§ **Exercise requirements**:
Put every line of the listing below into a numbered list, skipping any blank lines. Leave the pictures out.

[Dataset excerpts start]

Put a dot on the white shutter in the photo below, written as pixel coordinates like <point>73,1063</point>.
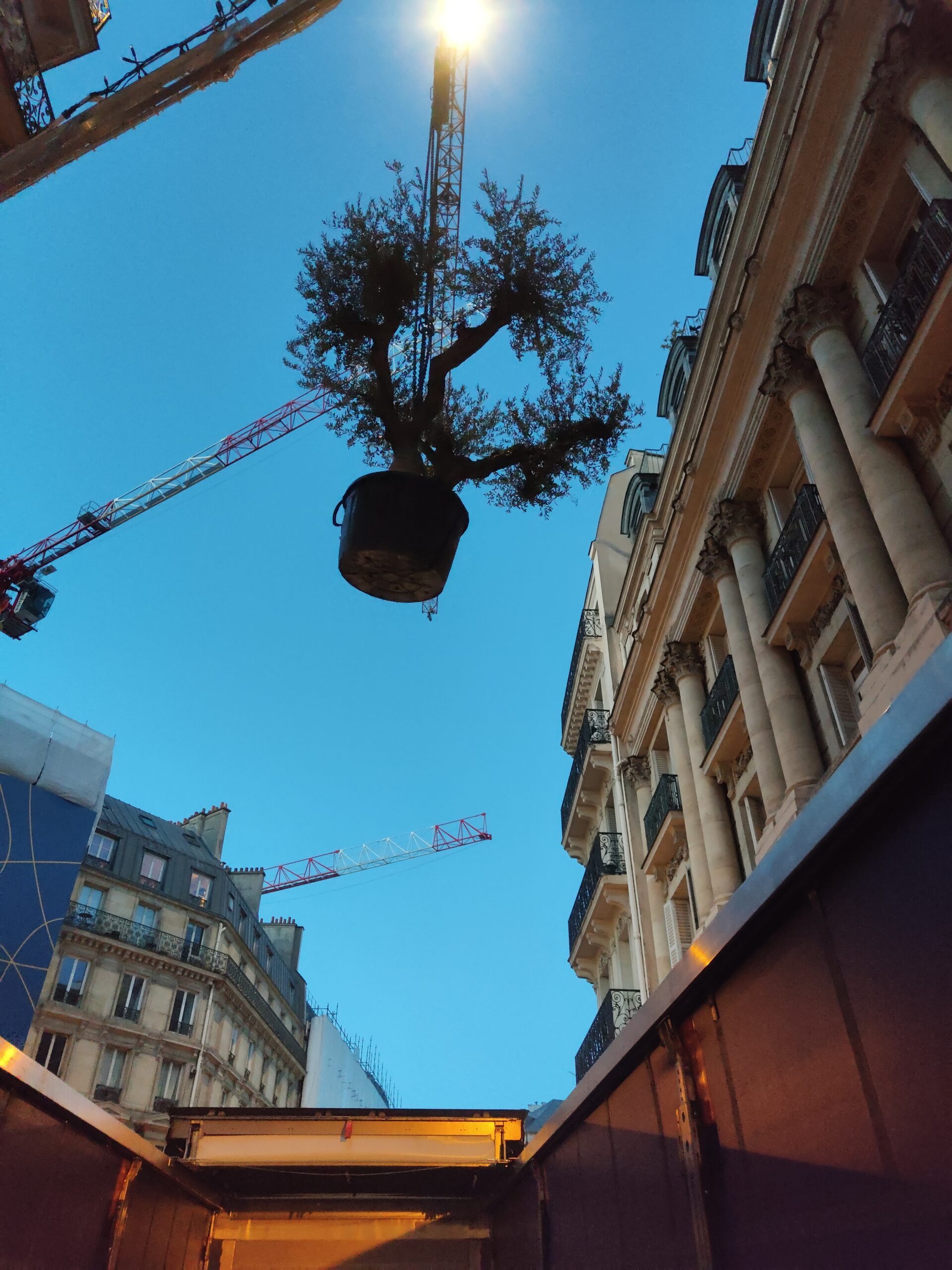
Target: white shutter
<point>660,765</point>
<point>841,700</point>
<point>677,925</point>
<point>715,652</point>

[Dataset excerpts end]

§ **Full output**:
1. Put a dot on the white shutter in the photo below, written as pixel coordinates like <point>73,1063</point>.
2. Target: white shutter
3. <point>660,765</point>
4. <point>841,700</point>
5. <point>677,925</point>
6. <point>715,652</point>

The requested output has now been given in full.